• [TASK GOAL]:
Where does the string "below" occur in the records? Copy each line that holds it.

Items from a dataset:
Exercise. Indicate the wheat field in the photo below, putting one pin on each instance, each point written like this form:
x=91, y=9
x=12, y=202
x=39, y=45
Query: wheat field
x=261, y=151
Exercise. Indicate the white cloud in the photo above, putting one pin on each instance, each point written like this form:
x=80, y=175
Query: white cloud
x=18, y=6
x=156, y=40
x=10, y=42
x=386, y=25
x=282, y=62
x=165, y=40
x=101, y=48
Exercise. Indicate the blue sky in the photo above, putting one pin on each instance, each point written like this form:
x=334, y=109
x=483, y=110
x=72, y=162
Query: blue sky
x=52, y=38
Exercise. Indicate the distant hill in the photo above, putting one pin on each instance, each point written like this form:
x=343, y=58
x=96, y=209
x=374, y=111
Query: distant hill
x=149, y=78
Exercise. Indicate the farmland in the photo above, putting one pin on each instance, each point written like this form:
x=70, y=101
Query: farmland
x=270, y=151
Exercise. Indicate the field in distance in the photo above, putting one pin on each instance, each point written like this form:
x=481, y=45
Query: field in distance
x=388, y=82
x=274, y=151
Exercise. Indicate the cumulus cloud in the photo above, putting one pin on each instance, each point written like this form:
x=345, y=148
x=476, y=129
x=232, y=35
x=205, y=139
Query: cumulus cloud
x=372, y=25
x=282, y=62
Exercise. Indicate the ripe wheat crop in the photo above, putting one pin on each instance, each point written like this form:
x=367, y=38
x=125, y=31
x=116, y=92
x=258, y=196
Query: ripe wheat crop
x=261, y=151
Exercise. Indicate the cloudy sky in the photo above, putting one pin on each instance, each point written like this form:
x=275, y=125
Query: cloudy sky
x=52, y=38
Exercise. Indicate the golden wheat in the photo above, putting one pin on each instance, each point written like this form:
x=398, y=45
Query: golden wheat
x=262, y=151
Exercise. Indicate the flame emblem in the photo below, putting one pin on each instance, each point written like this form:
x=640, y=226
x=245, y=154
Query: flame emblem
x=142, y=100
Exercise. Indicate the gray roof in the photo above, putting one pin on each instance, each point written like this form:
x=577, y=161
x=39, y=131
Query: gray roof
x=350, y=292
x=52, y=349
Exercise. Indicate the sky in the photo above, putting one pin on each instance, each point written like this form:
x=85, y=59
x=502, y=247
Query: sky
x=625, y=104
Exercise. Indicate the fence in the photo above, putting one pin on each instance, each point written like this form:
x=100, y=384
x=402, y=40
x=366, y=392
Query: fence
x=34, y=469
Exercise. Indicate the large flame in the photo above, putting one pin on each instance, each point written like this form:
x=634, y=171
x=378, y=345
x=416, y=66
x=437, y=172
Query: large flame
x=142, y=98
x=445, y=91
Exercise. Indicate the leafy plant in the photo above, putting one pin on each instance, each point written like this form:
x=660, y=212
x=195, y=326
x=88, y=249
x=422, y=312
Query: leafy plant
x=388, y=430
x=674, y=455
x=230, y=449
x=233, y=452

• [SOLUTION]:
Exercise. Indicate the wheat field in the photo below, putting one pin on each instance, each point written like this form:
Exercise. Indicate the flame emblem in the photo below, putting one pin on each instance, each point written like this form:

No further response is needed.